- [Task goal] Starting at the line below holding "Target: woman's hand" and stopping at the line holding "mark the black and", print every line exactly, both ends included, and leave the rest out.
** Working data follows **
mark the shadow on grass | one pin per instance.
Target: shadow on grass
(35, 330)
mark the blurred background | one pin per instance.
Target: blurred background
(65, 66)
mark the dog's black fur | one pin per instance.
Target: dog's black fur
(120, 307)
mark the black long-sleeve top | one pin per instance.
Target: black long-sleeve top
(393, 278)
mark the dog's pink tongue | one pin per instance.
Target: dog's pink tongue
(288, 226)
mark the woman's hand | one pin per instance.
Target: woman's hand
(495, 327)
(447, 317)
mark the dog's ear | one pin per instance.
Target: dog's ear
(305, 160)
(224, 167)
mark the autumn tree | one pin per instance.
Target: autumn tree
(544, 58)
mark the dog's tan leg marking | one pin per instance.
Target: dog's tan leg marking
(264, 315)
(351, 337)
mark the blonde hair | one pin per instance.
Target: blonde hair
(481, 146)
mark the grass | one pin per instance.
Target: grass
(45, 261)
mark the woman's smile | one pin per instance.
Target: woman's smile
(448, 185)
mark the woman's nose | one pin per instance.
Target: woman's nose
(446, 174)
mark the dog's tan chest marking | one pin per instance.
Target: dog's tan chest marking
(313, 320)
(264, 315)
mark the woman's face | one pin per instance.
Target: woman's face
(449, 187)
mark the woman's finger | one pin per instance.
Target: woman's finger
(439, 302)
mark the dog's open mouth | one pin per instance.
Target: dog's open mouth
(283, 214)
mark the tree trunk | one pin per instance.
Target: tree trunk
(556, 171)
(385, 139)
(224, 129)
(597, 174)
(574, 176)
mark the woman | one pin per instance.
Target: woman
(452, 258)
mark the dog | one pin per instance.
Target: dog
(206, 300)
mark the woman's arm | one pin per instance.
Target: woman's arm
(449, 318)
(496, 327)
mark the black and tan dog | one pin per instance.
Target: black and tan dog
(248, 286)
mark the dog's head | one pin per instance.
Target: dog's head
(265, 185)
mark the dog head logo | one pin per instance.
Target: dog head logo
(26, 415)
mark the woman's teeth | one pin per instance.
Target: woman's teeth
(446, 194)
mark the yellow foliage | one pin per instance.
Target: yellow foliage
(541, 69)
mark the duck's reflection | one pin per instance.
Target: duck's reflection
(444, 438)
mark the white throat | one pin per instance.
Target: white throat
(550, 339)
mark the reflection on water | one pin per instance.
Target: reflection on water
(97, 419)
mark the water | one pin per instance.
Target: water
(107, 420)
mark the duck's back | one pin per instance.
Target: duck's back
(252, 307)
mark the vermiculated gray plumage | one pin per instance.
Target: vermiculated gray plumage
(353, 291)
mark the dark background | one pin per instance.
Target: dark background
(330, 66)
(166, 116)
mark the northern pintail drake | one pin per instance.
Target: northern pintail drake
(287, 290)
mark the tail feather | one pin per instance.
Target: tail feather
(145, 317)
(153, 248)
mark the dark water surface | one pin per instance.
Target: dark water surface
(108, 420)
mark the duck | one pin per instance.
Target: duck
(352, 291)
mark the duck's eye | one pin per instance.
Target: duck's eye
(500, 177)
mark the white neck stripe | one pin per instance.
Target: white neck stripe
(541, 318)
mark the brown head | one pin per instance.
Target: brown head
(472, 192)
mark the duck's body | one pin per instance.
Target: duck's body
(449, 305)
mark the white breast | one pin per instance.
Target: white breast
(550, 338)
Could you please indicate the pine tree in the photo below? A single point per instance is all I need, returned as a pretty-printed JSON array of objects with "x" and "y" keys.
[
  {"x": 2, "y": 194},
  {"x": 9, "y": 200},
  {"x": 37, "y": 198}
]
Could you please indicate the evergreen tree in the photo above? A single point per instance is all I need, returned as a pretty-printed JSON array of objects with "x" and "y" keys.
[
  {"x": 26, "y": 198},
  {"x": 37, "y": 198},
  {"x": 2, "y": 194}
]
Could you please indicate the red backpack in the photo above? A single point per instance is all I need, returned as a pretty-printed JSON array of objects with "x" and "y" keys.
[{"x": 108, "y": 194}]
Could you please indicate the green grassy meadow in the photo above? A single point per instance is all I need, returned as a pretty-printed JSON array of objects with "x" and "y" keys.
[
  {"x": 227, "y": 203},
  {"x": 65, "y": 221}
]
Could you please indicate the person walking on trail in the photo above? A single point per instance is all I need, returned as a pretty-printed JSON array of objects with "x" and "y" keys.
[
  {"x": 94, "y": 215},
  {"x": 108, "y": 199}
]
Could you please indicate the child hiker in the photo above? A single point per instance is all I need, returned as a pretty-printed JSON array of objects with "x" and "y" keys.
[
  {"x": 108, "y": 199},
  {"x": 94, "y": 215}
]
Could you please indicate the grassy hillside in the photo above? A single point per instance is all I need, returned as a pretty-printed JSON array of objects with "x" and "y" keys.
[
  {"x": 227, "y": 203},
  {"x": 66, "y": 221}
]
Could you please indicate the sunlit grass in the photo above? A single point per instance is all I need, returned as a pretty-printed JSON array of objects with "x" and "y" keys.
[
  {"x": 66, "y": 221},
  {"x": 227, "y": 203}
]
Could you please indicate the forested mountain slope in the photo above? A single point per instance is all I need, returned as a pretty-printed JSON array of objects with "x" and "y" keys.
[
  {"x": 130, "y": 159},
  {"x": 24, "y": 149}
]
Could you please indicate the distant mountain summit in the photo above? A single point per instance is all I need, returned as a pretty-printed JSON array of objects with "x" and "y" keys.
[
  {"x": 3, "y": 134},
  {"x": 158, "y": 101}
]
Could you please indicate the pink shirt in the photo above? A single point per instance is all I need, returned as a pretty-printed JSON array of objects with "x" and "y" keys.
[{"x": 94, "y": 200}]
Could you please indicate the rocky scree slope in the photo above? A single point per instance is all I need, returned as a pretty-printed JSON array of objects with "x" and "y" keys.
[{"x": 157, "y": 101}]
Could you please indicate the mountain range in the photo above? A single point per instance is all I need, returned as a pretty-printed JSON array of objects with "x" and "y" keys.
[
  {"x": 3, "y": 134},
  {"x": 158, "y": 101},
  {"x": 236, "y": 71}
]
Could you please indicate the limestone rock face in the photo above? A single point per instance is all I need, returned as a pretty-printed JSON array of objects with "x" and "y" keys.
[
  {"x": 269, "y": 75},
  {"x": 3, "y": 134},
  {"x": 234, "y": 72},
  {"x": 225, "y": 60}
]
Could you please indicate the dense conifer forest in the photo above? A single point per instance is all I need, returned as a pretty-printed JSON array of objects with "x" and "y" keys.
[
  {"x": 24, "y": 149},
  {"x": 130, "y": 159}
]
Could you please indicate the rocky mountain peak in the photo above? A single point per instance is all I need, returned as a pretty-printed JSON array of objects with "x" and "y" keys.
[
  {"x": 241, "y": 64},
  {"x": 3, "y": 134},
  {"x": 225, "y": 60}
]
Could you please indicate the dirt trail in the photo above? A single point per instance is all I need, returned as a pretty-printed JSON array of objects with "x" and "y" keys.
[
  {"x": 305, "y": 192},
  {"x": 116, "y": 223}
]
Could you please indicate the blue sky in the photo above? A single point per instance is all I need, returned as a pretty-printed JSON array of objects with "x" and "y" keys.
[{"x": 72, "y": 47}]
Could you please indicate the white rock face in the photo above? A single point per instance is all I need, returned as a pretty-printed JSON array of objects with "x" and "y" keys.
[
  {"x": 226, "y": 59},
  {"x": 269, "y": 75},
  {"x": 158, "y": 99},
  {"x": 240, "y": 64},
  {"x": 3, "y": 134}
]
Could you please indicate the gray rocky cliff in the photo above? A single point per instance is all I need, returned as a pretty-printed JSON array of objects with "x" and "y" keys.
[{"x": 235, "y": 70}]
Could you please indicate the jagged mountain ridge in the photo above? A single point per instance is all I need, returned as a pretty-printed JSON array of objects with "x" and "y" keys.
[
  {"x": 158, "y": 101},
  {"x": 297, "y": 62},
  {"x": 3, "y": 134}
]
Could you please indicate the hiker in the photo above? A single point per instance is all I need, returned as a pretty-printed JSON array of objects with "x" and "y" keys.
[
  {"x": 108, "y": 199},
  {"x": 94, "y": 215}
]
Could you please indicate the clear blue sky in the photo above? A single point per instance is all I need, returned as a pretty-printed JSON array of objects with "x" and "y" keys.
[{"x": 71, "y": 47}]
** End of Working data **
- [Your response]
Target: woman's hand
(495, 327)
(447, 317)
mark the dog's ear | one pin per instance.
Target: dog's ear
(305, 160)
(224, 167)
mark the autumn tree | one pin per instance.
Target: autumn tree
(544, 58)
mark the dog's tan leg marking | one pin per instance.
Target: dog's tan leg marking
(264, 315)
(351, 337)
mark the blonde hair | one pin per instance.
Target: blonde hair
(481, 146)
mark the grass | one pin per instance.
Target: grass
(45, 261)
mark the woman's smile | one pin per instance.
Target: woman's smile
(448, 185)
mark the woman's nose | one pin per instance.
Target: woman's nose
(446, 174)
mark the dog's tan chest marking | one pin per instance.
Target: dog's tan chest marking
(313, 320)
(264, 315)
mark the woman's face | one pin per instance.
Target: woman's face
(449, 187)
mark the woman's finger | one pin per instance.
Target: woman's finger
(439, 302)
mark the dog's open mouth | one pin per instance.
Target: dog's open mouth
(283, 214)
mark the tree trunk | one pin per instance.
Target: tree trunk
(556, 171)
(385, 139)
(224, 129)
(597, 174)
(574, 176)
mark the woman | one pin per instance.
Target: woman
(452, 258)
mark the dog | one pin per instance.
Target: dog
(206, 300)
mark the woman's arm | one pin per instance.
Target: woman's arm
(449, 318)
(496, 327)
mark the black and tan dog | one pin per instance.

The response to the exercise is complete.